## BEGIN Dataset records

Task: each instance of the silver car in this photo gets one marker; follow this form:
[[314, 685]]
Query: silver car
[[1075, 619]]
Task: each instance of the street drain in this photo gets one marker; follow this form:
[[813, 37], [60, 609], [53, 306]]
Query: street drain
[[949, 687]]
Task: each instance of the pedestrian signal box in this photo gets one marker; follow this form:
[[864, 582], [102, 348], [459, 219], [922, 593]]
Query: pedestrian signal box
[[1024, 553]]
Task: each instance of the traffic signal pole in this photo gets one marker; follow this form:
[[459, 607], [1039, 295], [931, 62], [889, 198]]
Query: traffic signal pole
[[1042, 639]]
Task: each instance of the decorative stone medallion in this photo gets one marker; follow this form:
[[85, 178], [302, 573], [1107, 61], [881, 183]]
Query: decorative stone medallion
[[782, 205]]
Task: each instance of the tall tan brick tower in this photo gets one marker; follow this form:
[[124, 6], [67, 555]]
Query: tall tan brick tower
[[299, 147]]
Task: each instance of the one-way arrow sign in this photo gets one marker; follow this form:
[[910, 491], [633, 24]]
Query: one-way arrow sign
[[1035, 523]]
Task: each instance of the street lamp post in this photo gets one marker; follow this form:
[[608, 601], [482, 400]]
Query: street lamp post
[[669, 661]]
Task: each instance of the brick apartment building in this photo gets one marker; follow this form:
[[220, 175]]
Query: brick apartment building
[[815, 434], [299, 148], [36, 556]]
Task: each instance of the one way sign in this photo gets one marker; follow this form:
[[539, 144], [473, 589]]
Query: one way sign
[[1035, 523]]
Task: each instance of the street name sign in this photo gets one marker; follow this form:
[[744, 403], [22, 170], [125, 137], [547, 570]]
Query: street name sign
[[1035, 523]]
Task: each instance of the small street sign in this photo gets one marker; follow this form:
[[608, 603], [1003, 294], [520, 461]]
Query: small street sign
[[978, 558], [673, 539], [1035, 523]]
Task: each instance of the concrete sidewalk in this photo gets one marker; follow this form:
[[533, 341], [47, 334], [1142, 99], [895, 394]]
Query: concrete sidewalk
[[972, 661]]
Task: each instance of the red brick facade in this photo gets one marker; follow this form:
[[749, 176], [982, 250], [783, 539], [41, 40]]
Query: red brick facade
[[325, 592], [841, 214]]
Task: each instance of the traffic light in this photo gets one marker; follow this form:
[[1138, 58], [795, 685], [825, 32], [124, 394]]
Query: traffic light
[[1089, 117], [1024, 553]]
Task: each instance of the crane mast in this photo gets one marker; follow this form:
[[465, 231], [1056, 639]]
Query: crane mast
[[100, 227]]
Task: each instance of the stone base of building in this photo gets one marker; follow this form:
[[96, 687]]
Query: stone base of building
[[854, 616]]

## END Dataset records

*What is required*. Turn the data above, from the line with "Task: each instance of the decorative" to the line with "[[669, 661]]" (both included), into a numbered list with one line per item, leaving out any blank lines.

*Task answer*.
1. Task: each instance of the decorative stone medallion in this photo gets one marker; follow this form:
2. [[85, 178], [302, 573], [1107, 61], [881, 183]]
3. Query: decorative stone medallion
4. [[782, 205]]
5. Task: each instance of the tall tan brick tower in this photo gets one marker; follow this form:
6. [[124, 6], [67, 555]]
7. Query: tall tan brick tower
8. [[299, 147]]
9. Task: each instance of the one-way arrow sign in this photo gets one marker; follow this form:
10. [[910, 491], [633, 24]]
11. Query: one-way arrow sign
12. [[1035, 523]]
13. Task: each instance of the street lamp post in this photo gets one marker; follow this form:
14. [[608, 601], [482, 400]]
15. Query: street lamp post
16. [[669, 661]]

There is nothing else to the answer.